(Segmentation mask data)
★ ★ ★

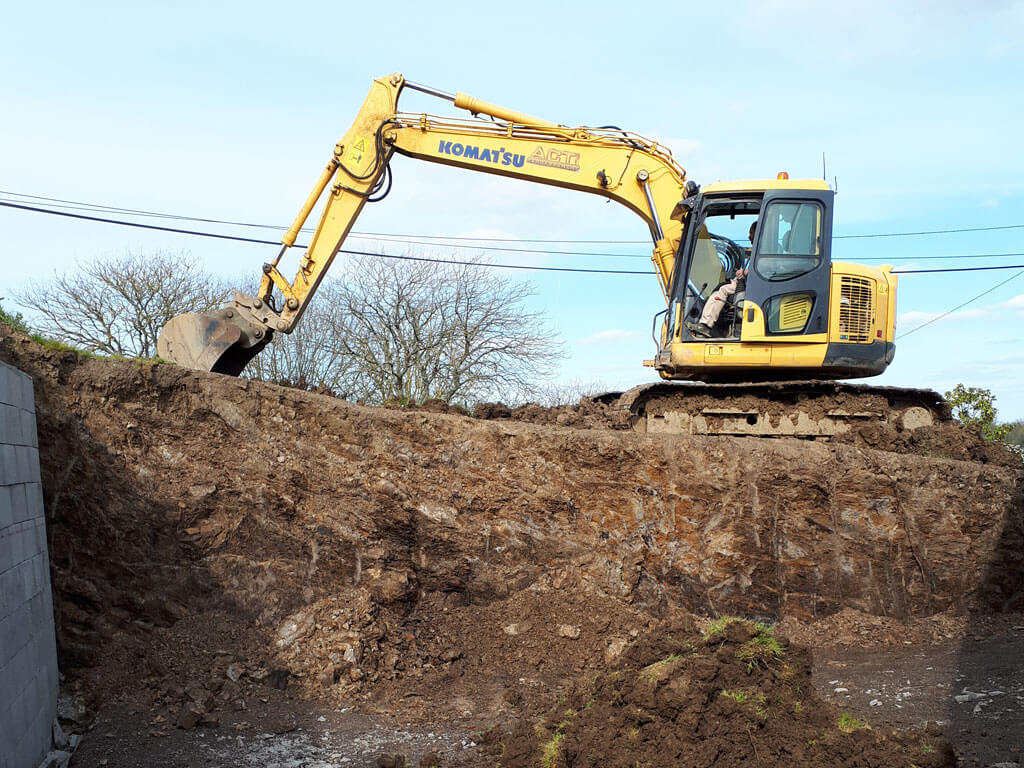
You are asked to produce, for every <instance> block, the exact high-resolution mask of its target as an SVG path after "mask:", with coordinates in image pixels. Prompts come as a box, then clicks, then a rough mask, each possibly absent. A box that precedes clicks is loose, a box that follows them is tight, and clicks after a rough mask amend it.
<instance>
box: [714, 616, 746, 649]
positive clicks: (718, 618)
mask: <svg viewBox="0 0 1024 768" xmlns="http://www.w3.org/2000/svg"><path fill="white" fill-rule="evenodd" d="M745 621H746V620H745V618H740V617H739V616H721V617H720V618H716V620H715V621H714V622H712V623H711V624H709V625H708V629H707V630H706V631H705V640H706V641H707V642H709V643H710V642H712V640H714V639H715V637H716V636H717V635H721V634H722V633H723V632H725V628H726V627H728V626H729V625H730V624H735V623H736V622H745Z"/></svg>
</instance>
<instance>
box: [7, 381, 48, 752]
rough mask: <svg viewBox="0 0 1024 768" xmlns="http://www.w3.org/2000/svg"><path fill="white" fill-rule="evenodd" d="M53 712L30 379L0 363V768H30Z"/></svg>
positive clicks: (42, 510) (44, 581)
mask: <svg viewBox="0 0 1024 768" xmlns="http://www.w3.org/2000/svg"><path fill="white" fill-rule="evenodd" d="M56 705H57V655H56V640H55V636H54V632H53V596H52V593H51V592H50V563H49V554H48V552H47V549H46V523H45V518H44V517H43V487H42V483H41V482H40V477H39V443H38V441H37V437H36V407H35V398H34V395H33V390H32V379H31V378H29V377H28V376H27V375H26V374H24V373H22V372H20V371H17V370H16V369H13V368H11V367H10V366H7V365H5V364H3V362H0V768H35V767H36V766H38V765H39V764H40V763H41V762H42V761H43V759H44V758H45V757H46V755H47V754H48V753H49V751H50V746H51V743H52V724H53V719H54V716H55V714H56Z"/></svg>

★ ★ ★

Problem description:
Pull out every line of the records above word for word, omitting the pictures.

Solution:
You are asked to produce, for every <instance> block, the exact high-resolution mask of its target as an SVG path after "mask:", with coordinates in image pixels. Prompts come as a box, then clicks, then a rough mask, each possibly absent. A box that precedes clicks is loose, a box that follows them is tight, and clicks after a rough mask amend it.
<instance>
box: [714, 616, 746, 649]
positive clicks: (718, 618)
mask: <svg viewBox="0 0 1024 768" xmlns="http://www.w3.org/2000/svg"><path fill="white" fill-rule="evenodd" d="M745 621H746V620H745V618H740V617H739V616H721V617H720V618H716V620H715V621H714V622H712V623H711V624H709V625H708V629H707V630H706V631H705V640H706V641H707V642H709V643H710V642H712V640H714V639H715V637H716V636H717V635H721V634H722V633H723V632H725V628H726V627H728V626H729V625H730V624H735V623H736V622H745Z"/></svg>
</instance>
<instance>
box: [7, 381, 48, 752]
rough mask: <svg viewBox="0 0 1024 768" xmlns="http://www.w3.org/2000/svg"><path fill="white" fill-rule="evenodd" d="M53 712L30 379L0 363V768H30Z"/></svg>
positive clicks: (42, 510) (44, 581)
mask: <svg viewBox="0 0 1024 768" xmlns="http://www.w3.org/2000/svg"><path fill="white" fill-rule="evenodd" d="M56 705H57V655H56V640H55V636H54V632H53V596H52V593H51V592H50V563H49V554H48V552H47V549H46V523H45V518H44V517H43V487H42V483H41V482H40V477H39V443H38V441H37V437H36V407H35V398H34V395H33V390H32V379H31V378H29V377H28V376H27V375H26V374H24V373H22V372H20V371H17V370H16V369H13V368H11V367H10V366H7V365H5V364H3V362H0V768H35V767H36V766H38V765H39V764H40V763H41V762H42V761H43V759H44V758H45V757H46V755H47V754H48V753H49V751H50V746H51V743H52V724H53V719H54V716H55V714H56Z"/></svg>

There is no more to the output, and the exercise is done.